| TASK INSTRUCTIONS |
Make an exact copy of the entries below.

== == ==

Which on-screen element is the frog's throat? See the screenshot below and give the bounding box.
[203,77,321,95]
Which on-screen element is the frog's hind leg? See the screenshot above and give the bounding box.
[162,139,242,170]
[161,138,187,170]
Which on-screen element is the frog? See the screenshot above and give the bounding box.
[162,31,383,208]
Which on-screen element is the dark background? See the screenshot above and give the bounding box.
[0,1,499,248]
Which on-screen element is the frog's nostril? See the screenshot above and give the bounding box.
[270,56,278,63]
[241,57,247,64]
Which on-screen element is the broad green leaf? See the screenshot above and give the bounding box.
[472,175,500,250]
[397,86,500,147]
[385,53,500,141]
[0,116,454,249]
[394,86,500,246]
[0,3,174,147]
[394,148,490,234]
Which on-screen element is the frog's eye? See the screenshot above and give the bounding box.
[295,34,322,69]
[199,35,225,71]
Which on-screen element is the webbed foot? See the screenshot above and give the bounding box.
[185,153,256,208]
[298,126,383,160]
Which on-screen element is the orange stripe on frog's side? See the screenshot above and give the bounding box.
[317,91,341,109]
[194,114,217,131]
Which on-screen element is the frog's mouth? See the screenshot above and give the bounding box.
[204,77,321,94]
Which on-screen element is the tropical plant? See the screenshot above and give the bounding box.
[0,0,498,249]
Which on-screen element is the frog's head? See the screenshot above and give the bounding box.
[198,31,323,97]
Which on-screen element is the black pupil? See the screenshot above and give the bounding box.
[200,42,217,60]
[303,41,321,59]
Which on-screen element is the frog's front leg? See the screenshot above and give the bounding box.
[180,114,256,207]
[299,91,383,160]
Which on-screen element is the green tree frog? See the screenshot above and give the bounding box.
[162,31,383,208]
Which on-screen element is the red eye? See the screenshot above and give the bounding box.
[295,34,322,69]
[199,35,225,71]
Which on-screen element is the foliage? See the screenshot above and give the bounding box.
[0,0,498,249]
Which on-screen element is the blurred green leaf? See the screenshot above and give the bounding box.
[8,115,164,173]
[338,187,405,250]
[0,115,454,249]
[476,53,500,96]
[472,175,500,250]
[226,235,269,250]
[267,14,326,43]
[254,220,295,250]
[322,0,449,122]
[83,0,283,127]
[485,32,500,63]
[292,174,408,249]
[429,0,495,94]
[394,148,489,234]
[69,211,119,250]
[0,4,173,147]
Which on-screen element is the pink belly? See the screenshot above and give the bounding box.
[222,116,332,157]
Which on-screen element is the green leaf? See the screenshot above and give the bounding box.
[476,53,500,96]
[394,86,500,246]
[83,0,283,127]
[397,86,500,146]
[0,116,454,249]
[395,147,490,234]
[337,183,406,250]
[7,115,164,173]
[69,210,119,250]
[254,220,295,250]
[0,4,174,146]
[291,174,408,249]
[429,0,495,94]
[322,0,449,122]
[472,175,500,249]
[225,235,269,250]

== == ==

| RESULT OF THIS TASK |
Which on-screen element is the frog's throat? See the screenshot below and give the bounding box.
[203,77,321,95]
Which on-screen element is the frog's hind leg? See the screenshot above and give the bounding box.
[162,139,242,170]
[161,138,187,170]
Which on-screen element is the frog? See the screenshot above and give the bounding box.
[162,31,383,208]
Which on-screen element is the dark background? See the screenshot above and give the bounding box.
[0,1,499,248]
Which on-screen element is the frog's nostril? See the screenshot above and give the bounding box.
[270,56,278,63]
[241,57,247,64]
Which on-screen element is the broad green leaf? See the screenshot above and give the bounding box.
[472,175,500,250]
[397,86,500,147]
[385,53,500,141]
[0,116,454,249]
[394,86,500,246]
[0,3,174,147]
[394,148,490,234]
Which on-screen element is the frog's eye? See the screenshot above and give the bounding box.
[295,34,322,69]
[199,35,225,71]
Which on-screen element is the webbed foot? See the screenshot above and give the bounding box.
[185,153,256,208]
[298,126,383,160]
Which on-screen element is the orange stripe on frog's side? See the screenshot above and give the bounding box.
[317,91,341,109]
[194,114,217,131]
Which on-screen element is the frog's mouth? See the screenshot above and give the bounding box.
[204,77,321,94]
Which on-screen element is the tropical plant? See the screenshot above and give the bounding box.
[0,0,498,249]
Which on-screen element is the frog's head? See the screenshot above and give the bounding box.
[198,31,323,97]
Which on-screen element is the black pupil? See the screenshot above and give the bounding box.
[200,42,217,60]
[303,41,321,59]
Which on-screen element is the frog's front leg? See the screenshot above and give the bounding box.
[180,114,256,207]
[299,91,383,160]
Which on-screen element is the green tree frog? See the screenshot above and give the bounding box.
[162,31,383,208]
Which on-screen element is the red eye? See the screenshot above and give the bounding box.
[295,34,322,69]
[199,35,225,71]
Which on-screen element is the foliage? See the screenshot above and give the bounding box.
[0,0,498,249]
Which on-screen element is the blurred green leaf? See the screenshot above and give the bounding box.
[8,115,164,173]
[338,187,405,250]
[0,115,454,249]
[476,53,500,96]
[472,175,500,250]
[226,235,269,250]
[267,14,326,43]
[254,220,295,250]
[322,0,449,122]
[83,0,283,127]
[485,32,500,63]
[292,174,408,249]
[429,0,495,94]
[394,148,489,234]
[69,211,119,250]
[0,4,173,147]
Which on-screen element is the pink belly? See the screenshot above and give the bounding box.
[222,116,332,157]
Which on-screen element is the green leaf? See the screenshot above and give the bounding box.
[476,53,500,96]
[394,86,500,246]
[83,0,283,127]
[397,86,500,146]
[0,116,454,249]
[395,147,490,234]
[337,183,406,250]
[7,115,164,173]
[69,210,119,250]
[254,220,295,250]
[0,4,174,146]
[291,174,408,249]
[429,0,495,94]
[322,0,449,122]
[472,175,500,249]
[225,235,269,250]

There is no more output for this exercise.